**TASK DATA:**
—————
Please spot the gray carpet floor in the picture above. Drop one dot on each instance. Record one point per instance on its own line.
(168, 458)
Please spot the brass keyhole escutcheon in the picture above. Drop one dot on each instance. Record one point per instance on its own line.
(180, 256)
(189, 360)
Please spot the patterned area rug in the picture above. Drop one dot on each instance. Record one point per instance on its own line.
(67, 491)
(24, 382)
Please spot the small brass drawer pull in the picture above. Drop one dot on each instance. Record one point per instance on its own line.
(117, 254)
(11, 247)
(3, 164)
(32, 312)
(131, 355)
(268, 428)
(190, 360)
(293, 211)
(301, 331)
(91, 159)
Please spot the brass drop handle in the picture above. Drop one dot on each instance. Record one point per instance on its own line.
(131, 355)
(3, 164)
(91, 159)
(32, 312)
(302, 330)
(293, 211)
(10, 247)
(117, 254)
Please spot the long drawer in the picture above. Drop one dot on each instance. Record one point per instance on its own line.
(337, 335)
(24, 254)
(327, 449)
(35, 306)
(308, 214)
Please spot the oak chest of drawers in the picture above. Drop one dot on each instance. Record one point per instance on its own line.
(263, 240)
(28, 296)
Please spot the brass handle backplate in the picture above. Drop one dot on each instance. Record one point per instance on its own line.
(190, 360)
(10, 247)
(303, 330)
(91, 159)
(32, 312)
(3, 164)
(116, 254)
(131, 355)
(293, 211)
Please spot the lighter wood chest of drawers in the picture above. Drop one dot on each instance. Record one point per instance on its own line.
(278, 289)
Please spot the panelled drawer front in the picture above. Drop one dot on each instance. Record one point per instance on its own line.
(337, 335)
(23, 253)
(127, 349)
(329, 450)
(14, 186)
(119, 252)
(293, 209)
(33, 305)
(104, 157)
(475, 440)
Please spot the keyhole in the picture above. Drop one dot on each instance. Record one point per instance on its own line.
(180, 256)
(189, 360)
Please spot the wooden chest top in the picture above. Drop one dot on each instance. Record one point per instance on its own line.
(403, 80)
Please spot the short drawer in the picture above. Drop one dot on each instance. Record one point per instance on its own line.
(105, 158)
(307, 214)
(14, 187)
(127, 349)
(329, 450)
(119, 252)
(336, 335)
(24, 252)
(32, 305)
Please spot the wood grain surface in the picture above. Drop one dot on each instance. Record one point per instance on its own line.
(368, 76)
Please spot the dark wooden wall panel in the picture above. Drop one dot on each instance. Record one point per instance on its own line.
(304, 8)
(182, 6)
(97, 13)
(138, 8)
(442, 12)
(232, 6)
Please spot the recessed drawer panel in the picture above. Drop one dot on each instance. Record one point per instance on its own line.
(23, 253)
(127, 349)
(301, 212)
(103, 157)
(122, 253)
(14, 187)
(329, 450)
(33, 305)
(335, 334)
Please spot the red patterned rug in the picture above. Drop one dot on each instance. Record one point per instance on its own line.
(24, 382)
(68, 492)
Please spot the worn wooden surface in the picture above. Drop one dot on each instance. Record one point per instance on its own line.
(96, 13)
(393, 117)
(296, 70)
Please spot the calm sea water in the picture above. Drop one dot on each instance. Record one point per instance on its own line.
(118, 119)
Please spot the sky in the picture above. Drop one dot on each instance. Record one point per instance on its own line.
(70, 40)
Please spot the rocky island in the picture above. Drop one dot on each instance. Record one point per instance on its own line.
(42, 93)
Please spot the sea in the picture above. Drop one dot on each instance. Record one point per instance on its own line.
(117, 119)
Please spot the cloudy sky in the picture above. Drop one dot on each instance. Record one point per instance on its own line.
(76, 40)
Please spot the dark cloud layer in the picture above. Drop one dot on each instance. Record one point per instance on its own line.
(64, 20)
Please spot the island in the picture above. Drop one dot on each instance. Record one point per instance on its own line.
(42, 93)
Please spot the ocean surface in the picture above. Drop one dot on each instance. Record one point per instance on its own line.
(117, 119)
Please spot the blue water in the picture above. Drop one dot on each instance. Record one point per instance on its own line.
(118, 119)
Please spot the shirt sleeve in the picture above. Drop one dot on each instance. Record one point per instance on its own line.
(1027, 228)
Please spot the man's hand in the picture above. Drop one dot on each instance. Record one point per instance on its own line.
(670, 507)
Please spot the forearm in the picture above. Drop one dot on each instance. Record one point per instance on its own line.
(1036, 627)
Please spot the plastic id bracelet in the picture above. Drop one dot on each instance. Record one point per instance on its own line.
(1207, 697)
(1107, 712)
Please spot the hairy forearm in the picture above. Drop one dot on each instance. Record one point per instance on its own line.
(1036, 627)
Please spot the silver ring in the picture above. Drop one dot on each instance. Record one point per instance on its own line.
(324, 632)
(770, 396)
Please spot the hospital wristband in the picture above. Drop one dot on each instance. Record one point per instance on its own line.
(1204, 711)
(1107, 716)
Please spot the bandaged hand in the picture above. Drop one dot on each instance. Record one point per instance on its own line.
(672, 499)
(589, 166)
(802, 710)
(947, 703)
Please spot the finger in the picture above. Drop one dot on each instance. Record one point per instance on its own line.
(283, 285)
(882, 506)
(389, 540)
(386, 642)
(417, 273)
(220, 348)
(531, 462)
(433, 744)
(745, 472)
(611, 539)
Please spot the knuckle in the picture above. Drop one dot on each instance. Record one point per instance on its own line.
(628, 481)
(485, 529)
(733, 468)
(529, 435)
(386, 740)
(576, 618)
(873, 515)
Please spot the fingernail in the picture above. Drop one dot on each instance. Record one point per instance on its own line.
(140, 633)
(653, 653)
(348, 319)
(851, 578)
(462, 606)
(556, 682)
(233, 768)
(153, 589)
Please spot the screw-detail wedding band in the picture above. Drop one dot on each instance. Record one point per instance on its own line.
—————
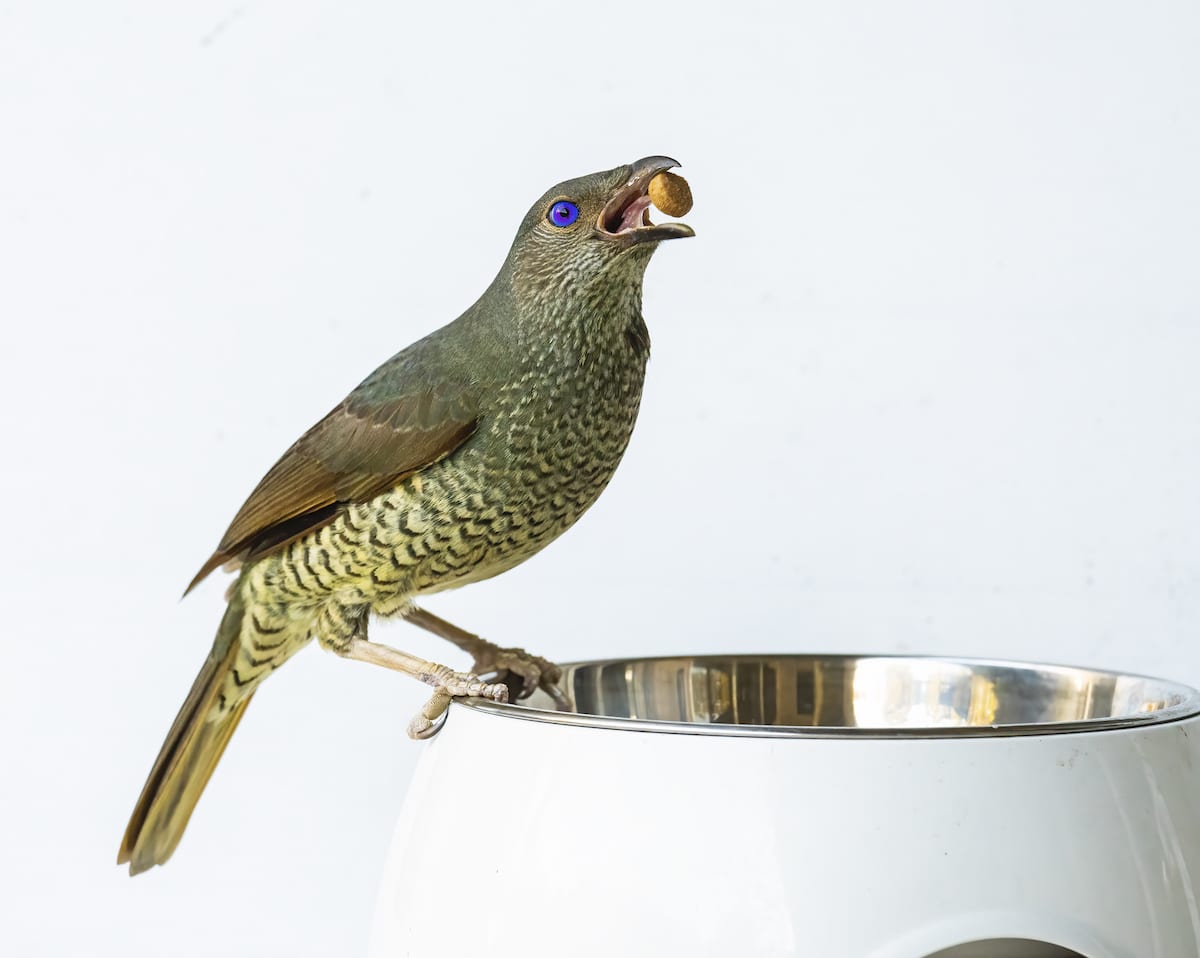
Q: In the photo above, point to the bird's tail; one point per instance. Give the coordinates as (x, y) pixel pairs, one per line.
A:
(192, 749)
—————
**WHAT THE EXERCISE ASKS:**
Count the lines in the records above that contain the string "forearm", treating uppercase and lowercase as different. Reply with the number alone.

**EXERCISE ANSWER:**
2